---------- Data for this task

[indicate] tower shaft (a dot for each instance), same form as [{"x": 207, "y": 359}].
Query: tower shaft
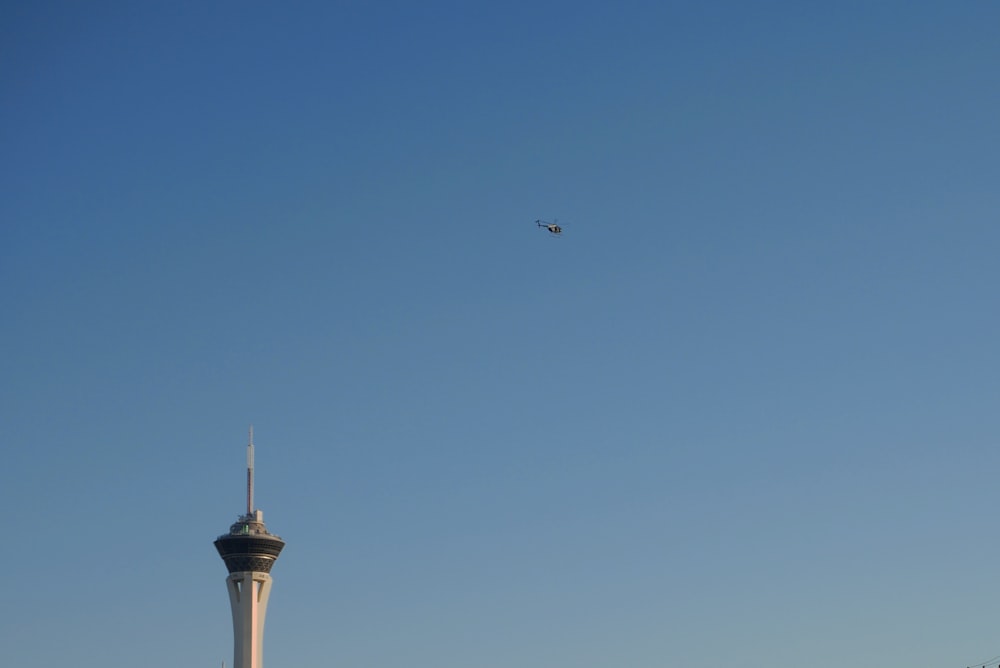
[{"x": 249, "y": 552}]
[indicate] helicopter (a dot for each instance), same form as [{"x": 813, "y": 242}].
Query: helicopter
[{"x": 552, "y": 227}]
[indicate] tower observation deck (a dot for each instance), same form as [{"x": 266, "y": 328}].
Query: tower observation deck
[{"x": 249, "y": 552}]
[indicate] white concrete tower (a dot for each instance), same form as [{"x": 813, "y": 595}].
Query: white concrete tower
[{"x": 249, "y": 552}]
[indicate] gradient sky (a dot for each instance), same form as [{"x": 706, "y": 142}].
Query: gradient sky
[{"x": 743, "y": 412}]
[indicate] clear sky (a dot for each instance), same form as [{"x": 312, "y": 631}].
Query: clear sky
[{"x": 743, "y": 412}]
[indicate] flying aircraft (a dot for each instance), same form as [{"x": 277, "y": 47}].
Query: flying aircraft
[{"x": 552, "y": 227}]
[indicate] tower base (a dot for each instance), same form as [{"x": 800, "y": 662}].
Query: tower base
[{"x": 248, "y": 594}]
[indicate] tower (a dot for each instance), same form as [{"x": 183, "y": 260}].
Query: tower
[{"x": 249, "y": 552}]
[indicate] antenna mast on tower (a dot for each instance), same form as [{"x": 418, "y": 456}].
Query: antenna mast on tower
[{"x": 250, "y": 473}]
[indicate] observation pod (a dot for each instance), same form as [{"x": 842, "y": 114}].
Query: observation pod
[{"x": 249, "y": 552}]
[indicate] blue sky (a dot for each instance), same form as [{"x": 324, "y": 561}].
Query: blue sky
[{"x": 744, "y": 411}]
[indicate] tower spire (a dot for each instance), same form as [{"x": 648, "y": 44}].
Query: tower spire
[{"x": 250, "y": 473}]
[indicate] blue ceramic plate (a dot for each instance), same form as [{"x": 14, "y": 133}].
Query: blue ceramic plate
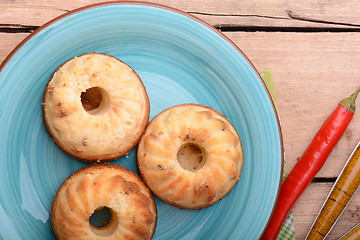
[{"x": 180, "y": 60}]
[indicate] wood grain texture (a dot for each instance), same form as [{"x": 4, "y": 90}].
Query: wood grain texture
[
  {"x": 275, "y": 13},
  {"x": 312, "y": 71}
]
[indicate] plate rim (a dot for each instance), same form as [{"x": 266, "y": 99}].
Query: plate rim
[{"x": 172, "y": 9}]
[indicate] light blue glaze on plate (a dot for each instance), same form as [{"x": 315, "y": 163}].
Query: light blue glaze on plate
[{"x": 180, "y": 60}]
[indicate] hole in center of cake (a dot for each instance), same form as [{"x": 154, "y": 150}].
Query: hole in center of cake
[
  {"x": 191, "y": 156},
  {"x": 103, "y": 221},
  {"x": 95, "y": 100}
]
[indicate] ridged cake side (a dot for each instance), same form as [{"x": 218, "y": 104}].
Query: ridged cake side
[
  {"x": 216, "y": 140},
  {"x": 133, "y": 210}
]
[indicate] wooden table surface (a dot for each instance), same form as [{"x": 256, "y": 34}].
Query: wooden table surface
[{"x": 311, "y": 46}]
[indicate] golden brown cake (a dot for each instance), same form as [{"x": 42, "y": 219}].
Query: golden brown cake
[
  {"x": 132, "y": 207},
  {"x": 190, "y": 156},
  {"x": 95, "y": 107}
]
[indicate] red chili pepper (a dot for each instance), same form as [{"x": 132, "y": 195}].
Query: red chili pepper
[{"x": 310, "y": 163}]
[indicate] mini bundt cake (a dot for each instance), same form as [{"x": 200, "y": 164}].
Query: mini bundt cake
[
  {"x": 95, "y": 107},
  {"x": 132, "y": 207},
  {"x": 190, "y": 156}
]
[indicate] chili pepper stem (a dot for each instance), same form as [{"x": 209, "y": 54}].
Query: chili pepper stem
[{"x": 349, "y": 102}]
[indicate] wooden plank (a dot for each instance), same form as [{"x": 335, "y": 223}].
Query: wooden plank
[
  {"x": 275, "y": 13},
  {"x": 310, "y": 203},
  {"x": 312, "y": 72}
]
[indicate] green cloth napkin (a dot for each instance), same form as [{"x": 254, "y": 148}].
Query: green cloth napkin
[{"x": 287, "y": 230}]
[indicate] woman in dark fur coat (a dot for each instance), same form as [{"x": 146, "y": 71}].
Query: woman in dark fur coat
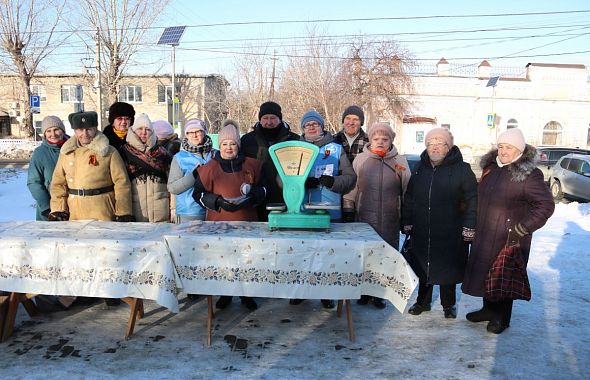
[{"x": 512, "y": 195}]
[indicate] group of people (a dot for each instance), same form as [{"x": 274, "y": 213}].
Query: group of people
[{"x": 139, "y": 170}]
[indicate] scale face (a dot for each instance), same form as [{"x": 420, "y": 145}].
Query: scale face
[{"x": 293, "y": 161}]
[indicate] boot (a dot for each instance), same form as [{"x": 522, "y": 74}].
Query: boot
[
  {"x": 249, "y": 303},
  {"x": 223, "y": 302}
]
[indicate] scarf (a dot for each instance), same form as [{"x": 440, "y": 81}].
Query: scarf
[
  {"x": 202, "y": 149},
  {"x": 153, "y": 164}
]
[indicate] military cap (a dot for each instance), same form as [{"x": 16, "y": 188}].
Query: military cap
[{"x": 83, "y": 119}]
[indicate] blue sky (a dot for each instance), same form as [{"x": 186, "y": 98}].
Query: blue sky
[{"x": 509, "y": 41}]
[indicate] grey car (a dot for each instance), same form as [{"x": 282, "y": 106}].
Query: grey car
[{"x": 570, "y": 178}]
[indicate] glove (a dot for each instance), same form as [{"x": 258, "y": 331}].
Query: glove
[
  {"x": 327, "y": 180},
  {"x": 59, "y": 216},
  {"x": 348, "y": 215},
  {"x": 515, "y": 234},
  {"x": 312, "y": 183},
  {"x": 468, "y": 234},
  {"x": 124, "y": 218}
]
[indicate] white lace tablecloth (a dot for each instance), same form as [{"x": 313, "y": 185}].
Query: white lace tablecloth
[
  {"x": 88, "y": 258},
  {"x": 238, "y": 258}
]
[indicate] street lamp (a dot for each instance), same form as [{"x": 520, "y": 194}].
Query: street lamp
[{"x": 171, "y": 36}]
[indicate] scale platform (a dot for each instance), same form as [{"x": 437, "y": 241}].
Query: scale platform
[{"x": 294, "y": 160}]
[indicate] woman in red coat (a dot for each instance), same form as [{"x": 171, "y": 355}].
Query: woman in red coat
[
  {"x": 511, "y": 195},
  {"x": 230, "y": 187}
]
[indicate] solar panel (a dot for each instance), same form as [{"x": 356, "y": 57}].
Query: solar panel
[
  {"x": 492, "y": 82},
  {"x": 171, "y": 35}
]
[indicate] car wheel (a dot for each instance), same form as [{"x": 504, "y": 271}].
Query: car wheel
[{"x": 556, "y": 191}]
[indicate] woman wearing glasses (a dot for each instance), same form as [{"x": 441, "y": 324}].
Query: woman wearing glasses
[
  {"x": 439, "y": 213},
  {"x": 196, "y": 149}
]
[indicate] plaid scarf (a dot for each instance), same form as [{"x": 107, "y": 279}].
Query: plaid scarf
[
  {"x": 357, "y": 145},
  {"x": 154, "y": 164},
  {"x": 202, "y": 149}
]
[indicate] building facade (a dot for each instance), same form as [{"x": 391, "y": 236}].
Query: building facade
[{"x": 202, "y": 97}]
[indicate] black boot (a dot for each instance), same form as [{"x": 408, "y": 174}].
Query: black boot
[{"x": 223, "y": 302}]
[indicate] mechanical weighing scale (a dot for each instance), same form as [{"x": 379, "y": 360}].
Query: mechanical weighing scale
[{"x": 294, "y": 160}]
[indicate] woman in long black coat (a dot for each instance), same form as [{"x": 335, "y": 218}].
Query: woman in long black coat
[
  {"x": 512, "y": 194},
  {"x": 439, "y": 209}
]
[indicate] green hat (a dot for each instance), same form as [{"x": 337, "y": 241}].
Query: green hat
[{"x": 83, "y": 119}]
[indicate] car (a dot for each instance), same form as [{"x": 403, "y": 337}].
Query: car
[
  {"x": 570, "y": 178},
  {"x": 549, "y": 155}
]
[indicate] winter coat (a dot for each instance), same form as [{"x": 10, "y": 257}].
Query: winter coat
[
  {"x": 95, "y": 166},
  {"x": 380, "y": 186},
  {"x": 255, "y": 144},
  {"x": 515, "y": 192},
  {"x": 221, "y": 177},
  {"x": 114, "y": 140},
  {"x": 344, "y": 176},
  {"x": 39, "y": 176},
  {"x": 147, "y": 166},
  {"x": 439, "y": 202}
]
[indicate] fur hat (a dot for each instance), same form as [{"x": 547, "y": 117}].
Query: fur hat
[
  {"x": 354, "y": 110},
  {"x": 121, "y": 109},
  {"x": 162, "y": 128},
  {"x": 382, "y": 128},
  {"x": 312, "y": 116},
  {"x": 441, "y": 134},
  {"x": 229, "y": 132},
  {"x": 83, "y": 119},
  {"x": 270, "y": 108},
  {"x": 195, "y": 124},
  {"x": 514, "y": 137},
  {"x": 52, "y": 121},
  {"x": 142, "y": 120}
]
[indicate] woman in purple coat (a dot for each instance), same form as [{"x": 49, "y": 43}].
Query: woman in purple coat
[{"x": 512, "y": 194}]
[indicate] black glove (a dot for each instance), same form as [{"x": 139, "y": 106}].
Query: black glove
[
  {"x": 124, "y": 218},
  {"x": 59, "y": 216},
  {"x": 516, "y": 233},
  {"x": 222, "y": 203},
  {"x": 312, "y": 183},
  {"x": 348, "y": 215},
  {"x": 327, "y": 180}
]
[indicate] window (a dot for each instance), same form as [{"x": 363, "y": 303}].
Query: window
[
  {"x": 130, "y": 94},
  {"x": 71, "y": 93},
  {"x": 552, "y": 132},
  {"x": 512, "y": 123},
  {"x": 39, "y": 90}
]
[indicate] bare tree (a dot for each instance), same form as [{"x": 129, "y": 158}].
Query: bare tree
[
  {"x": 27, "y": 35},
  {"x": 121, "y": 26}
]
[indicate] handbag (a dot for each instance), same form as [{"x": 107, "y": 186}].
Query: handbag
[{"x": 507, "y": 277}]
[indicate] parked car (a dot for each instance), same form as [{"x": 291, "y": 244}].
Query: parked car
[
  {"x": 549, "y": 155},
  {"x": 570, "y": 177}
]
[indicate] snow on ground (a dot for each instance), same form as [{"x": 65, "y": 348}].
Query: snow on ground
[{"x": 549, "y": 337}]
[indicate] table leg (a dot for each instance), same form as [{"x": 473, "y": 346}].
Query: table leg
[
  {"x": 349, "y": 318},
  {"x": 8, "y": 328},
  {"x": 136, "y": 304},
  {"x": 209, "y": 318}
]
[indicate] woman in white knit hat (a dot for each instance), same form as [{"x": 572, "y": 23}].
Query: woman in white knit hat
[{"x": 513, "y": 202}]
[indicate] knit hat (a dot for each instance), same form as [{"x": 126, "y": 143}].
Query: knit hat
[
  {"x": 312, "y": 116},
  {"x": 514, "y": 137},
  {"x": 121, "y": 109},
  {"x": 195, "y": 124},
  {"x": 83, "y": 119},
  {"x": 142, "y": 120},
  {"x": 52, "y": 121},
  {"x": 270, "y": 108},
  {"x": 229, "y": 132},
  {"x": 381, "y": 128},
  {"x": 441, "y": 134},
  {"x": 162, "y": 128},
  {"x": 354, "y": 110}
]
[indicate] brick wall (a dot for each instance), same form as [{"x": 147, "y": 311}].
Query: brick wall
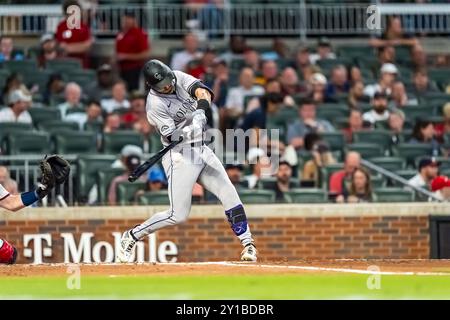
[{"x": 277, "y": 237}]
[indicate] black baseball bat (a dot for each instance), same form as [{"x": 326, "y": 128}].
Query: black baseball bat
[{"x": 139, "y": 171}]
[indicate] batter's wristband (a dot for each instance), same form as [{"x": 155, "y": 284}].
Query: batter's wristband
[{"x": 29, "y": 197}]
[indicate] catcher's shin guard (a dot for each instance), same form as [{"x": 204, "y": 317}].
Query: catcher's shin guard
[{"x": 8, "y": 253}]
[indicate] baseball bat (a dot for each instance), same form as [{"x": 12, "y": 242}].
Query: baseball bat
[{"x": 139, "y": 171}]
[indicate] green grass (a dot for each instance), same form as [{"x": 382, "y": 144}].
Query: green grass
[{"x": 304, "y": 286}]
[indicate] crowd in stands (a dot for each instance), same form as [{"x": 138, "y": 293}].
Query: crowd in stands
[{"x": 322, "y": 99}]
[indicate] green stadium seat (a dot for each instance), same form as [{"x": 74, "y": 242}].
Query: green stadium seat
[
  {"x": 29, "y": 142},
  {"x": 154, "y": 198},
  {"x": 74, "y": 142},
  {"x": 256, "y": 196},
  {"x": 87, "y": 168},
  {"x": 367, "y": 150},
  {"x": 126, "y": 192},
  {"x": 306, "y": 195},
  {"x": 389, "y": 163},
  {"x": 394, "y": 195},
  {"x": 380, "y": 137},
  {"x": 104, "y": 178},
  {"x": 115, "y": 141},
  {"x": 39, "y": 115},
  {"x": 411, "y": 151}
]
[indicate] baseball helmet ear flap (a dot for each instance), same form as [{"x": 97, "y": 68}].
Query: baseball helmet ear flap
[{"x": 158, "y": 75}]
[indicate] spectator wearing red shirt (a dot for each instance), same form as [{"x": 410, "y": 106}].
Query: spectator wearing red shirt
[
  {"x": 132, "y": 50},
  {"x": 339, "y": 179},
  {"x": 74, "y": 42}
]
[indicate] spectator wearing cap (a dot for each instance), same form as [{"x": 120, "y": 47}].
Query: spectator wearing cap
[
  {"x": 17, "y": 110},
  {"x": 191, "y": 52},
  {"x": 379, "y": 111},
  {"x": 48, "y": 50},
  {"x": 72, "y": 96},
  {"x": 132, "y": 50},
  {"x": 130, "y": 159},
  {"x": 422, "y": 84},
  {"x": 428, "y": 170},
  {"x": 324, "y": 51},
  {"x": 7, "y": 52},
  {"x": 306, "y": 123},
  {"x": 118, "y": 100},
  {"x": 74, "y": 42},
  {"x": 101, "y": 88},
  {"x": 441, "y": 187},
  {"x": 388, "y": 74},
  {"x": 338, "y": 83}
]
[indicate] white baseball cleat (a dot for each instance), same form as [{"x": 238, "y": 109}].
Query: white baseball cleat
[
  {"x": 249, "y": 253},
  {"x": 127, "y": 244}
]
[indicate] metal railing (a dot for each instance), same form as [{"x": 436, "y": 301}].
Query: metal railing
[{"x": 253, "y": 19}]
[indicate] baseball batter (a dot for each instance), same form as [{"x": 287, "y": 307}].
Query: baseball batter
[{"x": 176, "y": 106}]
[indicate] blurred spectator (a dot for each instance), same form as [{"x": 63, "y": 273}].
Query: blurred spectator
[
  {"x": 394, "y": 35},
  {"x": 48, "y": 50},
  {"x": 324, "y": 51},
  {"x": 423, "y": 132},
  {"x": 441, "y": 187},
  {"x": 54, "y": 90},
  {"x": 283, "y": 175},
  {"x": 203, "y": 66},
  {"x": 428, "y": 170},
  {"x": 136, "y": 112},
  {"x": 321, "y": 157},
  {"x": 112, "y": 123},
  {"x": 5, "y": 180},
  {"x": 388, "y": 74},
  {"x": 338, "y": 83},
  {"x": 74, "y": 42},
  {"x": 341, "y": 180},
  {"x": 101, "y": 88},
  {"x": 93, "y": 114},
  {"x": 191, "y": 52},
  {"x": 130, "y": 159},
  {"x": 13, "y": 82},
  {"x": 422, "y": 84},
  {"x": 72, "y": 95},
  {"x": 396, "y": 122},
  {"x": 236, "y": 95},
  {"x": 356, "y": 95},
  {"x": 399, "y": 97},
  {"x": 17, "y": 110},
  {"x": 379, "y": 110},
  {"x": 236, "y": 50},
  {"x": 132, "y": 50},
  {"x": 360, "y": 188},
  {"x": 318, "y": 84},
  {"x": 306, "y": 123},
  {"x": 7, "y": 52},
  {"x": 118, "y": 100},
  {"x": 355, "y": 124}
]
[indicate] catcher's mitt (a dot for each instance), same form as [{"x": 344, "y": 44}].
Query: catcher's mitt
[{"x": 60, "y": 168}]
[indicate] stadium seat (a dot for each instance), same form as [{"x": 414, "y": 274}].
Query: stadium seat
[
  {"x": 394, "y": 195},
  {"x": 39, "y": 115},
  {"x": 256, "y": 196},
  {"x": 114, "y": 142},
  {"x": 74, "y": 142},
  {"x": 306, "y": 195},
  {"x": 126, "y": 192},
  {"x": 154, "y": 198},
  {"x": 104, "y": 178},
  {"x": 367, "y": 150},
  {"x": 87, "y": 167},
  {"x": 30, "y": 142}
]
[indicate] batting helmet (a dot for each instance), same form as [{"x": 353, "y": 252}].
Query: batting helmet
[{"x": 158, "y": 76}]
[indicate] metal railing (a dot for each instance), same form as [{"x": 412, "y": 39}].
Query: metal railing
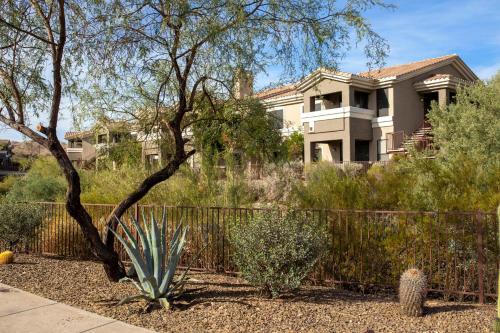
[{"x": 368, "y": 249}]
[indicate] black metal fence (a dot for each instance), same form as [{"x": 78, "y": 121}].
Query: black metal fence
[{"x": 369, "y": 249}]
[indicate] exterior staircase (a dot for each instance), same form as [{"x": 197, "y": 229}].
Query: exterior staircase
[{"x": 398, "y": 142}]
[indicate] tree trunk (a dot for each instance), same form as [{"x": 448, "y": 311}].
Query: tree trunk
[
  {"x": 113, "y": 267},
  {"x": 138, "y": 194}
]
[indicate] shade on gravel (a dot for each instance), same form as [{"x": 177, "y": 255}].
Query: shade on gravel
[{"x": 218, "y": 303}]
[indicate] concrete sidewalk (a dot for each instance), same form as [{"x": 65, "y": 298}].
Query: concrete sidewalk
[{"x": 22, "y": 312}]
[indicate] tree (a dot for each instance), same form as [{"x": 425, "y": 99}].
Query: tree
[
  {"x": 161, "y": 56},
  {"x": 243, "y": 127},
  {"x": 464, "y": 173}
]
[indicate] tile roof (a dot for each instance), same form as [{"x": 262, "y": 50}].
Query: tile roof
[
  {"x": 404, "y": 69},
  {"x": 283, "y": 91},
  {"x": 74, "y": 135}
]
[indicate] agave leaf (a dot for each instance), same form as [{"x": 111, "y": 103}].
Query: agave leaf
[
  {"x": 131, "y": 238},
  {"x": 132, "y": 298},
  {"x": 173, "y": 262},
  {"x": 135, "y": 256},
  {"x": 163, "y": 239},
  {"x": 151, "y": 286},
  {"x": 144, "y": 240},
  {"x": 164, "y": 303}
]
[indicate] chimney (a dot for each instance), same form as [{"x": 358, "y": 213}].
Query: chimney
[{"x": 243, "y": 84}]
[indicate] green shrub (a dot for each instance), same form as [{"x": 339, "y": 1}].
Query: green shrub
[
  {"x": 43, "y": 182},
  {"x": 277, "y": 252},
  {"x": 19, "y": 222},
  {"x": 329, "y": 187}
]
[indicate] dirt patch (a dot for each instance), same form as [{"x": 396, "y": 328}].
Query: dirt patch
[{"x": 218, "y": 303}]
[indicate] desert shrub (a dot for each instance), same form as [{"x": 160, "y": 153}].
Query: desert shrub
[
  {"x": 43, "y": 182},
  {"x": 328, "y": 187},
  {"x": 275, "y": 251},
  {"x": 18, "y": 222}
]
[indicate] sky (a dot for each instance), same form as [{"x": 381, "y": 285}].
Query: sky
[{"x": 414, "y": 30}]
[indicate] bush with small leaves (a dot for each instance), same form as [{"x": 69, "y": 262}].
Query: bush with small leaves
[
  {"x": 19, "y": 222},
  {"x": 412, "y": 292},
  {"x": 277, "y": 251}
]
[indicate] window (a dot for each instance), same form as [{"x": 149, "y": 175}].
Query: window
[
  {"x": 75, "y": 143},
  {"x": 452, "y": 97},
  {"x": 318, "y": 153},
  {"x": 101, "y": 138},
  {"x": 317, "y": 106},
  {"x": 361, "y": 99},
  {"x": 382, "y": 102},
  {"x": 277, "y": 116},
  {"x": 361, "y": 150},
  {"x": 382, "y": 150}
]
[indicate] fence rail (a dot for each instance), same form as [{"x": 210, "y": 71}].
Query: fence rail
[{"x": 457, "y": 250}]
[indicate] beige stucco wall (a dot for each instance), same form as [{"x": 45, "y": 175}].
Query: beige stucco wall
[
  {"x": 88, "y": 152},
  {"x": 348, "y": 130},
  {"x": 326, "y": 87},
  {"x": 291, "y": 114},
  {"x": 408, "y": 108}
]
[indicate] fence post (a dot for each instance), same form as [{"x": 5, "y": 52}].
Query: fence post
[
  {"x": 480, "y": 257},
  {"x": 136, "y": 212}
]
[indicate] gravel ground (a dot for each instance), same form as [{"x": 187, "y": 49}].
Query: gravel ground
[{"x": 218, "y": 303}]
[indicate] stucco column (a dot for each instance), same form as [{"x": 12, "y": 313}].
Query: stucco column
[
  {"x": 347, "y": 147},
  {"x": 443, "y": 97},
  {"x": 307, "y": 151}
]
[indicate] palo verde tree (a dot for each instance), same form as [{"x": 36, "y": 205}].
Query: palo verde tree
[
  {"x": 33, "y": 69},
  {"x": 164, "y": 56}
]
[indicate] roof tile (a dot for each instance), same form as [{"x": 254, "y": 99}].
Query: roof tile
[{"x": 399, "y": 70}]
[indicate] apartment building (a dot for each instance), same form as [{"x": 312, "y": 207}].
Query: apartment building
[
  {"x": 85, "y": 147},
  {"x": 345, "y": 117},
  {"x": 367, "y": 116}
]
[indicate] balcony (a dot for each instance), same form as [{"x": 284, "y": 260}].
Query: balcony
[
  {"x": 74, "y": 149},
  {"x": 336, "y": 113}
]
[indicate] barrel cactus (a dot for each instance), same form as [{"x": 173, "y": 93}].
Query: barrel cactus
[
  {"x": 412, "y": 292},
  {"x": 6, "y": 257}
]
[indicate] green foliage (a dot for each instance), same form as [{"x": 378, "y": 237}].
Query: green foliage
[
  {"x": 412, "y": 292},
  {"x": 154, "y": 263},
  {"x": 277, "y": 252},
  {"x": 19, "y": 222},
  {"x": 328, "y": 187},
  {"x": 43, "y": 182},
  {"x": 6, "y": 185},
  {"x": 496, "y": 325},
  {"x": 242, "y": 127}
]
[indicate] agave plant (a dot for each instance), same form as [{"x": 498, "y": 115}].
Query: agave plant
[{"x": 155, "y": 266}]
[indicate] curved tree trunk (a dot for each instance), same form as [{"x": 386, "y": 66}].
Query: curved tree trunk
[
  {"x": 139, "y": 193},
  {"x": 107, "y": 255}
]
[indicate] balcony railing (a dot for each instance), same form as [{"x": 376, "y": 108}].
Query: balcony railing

--------------------

◆ **Instructions to follow**: Please lay out the listing as a Markdown table with the columns Row and Line, leaving out blank lines. Begin at the line that has "[indicate] agave plant" and stop at the end of the listing.

◆ **Complete answer**:
| Row | Line |
|---|---|
| 1 | [indicate] agave plant (a dot for each instance), same form as [{"x": 498, "y": 115}]. |
| 2 | Query: agave plant |
| 3 | [{"x": 155, "y": 266}] |
| 4 | [indicate] curved tree trunk (a dot for each instance), same form as [{"x": 386, "y": 66}]. |
| 5 | Query: curved tree trunk |
| 6 | [ |
| 7 |   {"x": 139, "y": 193}, |
| 8 |   {"x": 107, "y": 255} |
| 9 | ] |
| 10 | [indicate] balcony railing (a dot for each instance), same form as [{"x": 376, "y": 108}]. |
| 11 | Query: balcony railing |